## Source text
------------------------------------------------------------------------

Research
Published 22 March 2018Unexpected visitors - how the 2017 Dunedin Kelp Rafts came to New Zealand

A University of Otago study investigating the effects of major storms on marine species by studying the sub-antarctic kelp rafts has been published this week in the British interdisciplinary "Journal of the Royal Society Interface"
An unusual amount of storm activity in southern New Zealand over the past 12 months provided fresh new insight into how extreme weather events can have an impact on marine biology.
The University of Otago team, led by the Department of Zoology’s Professor Jon Waters, used DNA and geological evidence to establish the origins of kelp rafts driven onshore by cyclonic winds in April and July, 2017.
After the storm on 21 July, numerous kelp rafts were driven onto beaches surrounding Dunedin and have come all the way from the remote sub-Antarctic Macquarie Island, well over 1000 km away from coastal Dunedin. The unusually strong southerly winds in the storm drove these rafts north, across the Subtropical Front - a major ocean barrier, allowing them to reach mainland New Zealand.

------------------------------------------------------------------------

## Required tasks
1) According to the kelp rafts article, how far is Macquarie Island from coastal Dunedin?
2) Name every organization, department, or journal mentioned in the kelp rafts article.

[Segmentation mask data]
------------------------------------------------------------------------

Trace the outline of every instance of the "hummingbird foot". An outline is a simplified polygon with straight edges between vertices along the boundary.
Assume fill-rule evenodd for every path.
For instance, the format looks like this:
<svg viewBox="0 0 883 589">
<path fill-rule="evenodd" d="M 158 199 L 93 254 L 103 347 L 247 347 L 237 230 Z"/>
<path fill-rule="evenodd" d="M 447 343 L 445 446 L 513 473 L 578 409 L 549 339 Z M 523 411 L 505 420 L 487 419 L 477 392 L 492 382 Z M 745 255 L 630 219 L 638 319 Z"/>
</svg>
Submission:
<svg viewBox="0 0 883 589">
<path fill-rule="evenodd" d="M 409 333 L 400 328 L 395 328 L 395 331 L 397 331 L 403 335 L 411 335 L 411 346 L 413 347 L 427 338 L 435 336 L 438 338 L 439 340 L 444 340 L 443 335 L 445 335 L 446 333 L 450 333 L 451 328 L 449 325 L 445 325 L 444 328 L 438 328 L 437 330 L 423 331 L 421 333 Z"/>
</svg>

------------------------------------------------------------------------

## Replies
1) Well over 1000 km.

2) University of Otago; Department of Zoology; Journal of the Royal Society Interface